Dan waktu terus bergulir. Frekuensi kita bepergian nyaris nol. Mungkin sesekali kita masih melakukan tradisi keliling kota sampai buat aku paham beberapa nama jalan di Surabaya. Tapi kali ini sedikit berbeda dengan masker dan hand sanitizer siaga di tas.
Yang pasti kutahu, meskipun keadaan berubah hingga rasanya kepala di bawah dan kaki di atas, kesabaranmu tak pernah absen menenangkan otak panasku. Hingga sekali lagi, aku bersyukur menjadi bagian dari hidupmu. Tiada ketentraman yang lebih tenang daripada bersamamu. Tiada kata lebih lembut daripada suaramu yang menyebutkannya.
Aku bahagia karenamu. Dan semoga kamu bahagia juga denganku.
Aku berusaha merangkai kata yang indah, merekoleksi tiap celah kenangan serta doa-doa umur panjang di hari yang spesial ini. Terima kasih telah memperbolehkan kita sama-sama merayakan 27 Desember dengan semarak, sayang. Dua puluh tiga tahun kehidupan dan kamu memilih dua tahun terakhir ini bermakna dengan susunan liburan tak terencana dan kado spesial lain yang aku tahu kamu berusaha membuatnya terpatri di memori. Sungguh, kamu luar bisa, Vincentius. Kamu bernilai tiada tara.

*SOAL A*: Temukan setiap baris yang memuat kata "below", lalu salin baris itu. Huruf besar dan kecil harus sama persis.
Baris-baris ini sama sekali tidak berhubungan dengan teks bacaan.

*BARIS TERSEDIA*:
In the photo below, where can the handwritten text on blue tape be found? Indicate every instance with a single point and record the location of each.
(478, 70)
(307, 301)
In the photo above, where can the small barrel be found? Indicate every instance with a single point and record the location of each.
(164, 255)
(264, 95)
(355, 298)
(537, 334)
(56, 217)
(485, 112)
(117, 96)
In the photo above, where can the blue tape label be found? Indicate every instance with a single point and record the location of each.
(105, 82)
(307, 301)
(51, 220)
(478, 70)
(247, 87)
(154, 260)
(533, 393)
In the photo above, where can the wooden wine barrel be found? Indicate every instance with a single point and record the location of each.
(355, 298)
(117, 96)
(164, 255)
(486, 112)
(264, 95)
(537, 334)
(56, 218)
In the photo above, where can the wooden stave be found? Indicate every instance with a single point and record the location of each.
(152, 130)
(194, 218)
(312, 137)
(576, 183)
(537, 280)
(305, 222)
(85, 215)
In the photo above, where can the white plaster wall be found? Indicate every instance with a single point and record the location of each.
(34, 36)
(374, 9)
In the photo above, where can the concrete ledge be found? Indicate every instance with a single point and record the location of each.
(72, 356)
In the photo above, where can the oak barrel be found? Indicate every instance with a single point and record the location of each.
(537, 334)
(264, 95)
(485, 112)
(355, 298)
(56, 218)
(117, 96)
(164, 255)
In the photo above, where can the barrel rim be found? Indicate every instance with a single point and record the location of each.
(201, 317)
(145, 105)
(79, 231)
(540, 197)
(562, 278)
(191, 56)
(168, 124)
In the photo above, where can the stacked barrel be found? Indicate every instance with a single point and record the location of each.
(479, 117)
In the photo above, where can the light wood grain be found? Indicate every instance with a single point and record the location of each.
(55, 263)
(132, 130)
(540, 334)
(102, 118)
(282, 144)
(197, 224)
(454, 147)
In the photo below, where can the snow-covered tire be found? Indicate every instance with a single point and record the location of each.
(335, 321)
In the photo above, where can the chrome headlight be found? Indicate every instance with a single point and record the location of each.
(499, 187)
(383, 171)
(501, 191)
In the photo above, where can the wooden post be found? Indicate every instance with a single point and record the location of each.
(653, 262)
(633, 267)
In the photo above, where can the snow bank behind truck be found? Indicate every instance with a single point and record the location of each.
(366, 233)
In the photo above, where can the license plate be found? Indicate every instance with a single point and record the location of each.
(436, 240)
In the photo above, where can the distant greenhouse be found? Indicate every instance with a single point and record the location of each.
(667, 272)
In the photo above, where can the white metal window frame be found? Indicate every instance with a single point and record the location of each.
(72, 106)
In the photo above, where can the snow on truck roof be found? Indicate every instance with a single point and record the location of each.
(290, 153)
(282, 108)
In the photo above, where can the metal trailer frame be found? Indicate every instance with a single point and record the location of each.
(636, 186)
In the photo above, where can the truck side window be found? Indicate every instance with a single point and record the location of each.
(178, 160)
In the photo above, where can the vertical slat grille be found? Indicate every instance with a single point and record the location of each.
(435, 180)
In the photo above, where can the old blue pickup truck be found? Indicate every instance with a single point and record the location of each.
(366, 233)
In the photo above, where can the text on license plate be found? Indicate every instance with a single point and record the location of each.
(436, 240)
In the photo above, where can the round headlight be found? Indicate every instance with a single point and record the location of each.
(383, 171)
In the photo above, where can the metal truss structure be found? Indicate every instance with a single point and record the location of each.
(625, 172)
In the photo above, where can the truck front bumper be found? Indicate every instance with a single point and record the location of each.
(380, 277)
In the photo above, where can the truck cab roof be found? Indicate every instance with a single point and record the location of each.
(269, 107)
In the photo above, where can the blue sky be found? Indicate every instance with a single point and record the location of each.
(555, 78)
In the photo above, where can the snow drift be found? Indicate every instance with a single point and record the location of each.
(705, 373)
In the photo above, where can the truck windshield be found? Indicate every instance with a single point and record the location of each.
==
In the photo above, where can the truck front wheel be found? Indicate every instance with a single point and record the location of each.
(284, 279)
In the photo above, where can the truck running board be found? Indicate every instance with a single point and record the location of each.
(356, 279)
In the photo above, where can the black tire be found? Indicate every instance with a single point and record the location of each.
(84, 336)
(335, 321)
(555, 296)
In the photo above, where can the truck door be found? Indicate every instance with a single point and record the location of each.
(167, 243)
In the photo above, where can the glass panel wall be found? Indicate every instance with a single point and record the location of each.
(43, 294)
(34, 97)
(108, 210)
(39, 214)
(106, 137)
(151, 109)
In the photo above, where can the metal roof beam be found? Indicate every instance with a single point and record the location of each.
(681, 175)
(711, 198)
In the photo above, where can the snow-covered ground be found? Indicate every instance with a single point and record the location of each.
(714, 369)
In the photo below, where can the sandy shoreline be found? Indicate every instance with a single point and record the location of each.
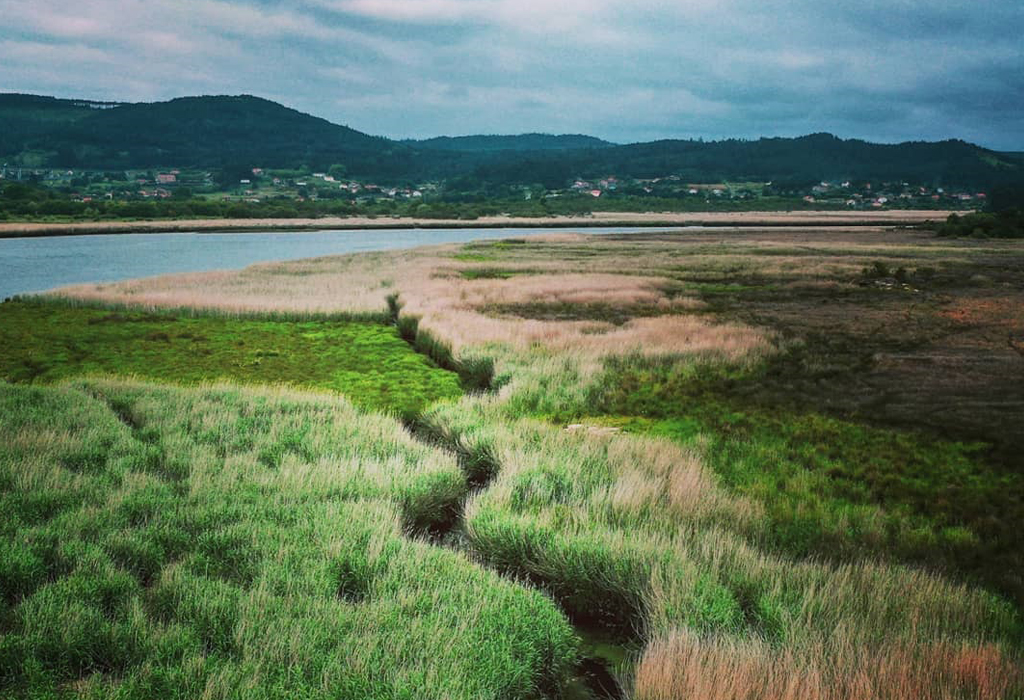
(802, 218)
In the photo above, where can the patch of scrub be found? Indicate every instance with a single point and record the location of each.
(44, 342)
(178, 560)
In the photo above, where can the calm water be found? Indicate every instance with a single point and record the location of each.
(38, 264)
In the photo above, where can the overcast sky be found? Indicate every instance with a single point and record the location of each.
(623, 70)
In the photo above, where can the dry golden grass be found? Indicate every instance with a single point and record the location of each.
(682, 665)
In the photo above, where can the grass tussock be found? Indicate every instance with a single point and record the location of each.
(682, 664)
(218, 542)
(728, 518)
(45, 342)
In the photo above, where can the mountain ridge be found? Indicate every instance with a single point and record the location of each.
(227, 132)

*SOAL B*: Menurut teks bacaan, tanggal berapa yang dirayakan bersama dengan semarak?

*JAWABAN A*:
In the photo below, where can the handwritten text on blue tape be found? Indicate every instance with a single point and record the location of each.
In the photo below, where can the snow-covered tire be found? Indicate every instance with a single point and record the location of each.
In the photo below, where can the sandy shoreline be found? Indicate every instance with a single point and record the location of each.

*JAWABAN B*: 27 Desember.